▶ _Excerpt_:
Re: When exactly do Perl regex's require a full match on a string?

Zero-width assertions like ^, $, \A, \Z, \z, \b, \B and \G match at a position in a string, they do not match a character. So $ and \Z will normally match at the position before the newline at the end of the string unless a) there is no newline at the end of the string, or b) the pattern before the assertion would also match a newline.

▶ _Data records_:

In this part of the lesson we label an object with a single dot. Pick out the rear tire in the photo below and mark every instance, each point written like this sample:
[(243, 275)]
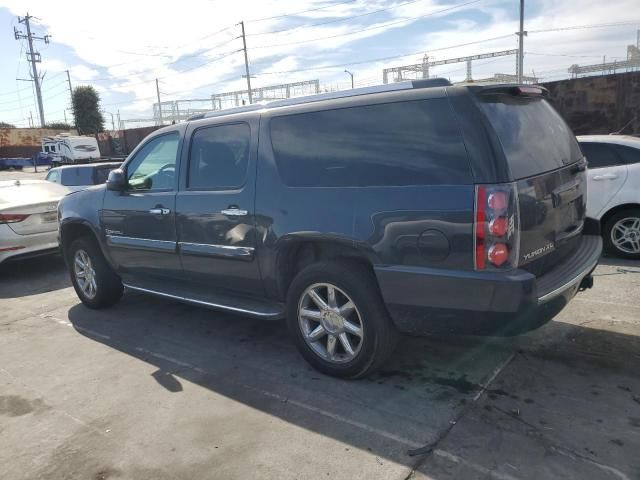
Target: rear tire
[(347, 333), (621, 234), (94, 281)]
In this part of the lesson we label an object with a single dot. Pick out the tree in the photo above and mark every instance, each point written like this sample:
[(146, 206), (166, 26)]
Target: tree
[(86, 110), (59, 126)]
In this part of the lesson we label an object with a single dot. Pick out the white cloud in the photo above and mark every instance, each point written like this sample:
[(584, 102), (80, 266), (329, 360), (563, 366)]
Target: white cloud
[(123, 48)]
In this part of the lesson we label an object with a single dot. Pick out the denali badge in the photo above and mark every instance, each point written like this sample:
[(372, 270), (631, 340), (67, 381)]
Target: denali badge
[(547, 248)]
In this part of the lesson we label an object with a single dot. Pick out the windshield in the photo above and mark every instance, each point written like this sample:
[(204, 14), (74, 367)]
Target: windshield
[(534, 137)]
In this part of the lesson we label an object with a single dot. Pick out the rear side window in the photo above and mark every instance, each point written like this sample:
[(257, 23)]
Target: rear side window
[(534, 137), (72, 177), (629, 155), (600, 155), (393, 144), (219, 156)]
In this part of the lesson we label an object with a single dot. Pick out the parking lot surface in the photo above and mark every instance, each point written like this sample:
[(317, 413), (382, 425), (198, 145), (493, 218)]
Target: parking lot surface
[(153, 389)]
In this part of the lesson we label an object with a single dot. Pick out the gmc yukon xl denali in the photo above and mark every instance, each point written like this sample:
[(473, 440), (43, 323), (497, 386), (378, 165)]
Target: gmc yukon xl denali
[(418, 207)]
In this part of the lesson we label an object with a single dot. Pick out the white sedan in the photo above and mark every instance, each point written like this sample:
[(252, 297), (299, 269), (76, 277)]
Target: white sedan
[(29, 218), (614, 190)]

▶ _The tasks_:
1. Answer these about the Perl regex reply:
(a) What do zero-width assertions match instead of a character?
(b) Where do $ and \Z normally match?
(c) Besides there being no newline at the end of the string, what other condition does the reply give under which $ and \Z do not match there?
2. Update the Perl regex reply from "Re: When exactly" up to and including "match a newline.", changing every "newline" to "line terminator".
The listing is separate material and has nothing to do with the Perl regex reply.

▶ _The responses_:
1.
(a) A position in a string.
(b) At the position before the newline at the end of the string.
(c) When the pattern before the assertion would also match a newline.

2.
Re: When exactly do Perl regex's require a full match on a string?

Zero-width assertions like ^, $, \A, \Z, \z, \b, \B and \G match at a position in a string, they do not match a character. So $ and \Z will normally match at the position before the line terminator at the end of the string unless a) there is no line terminator at the end of the string, or b) the pattern before the assertion would also match a line terminator.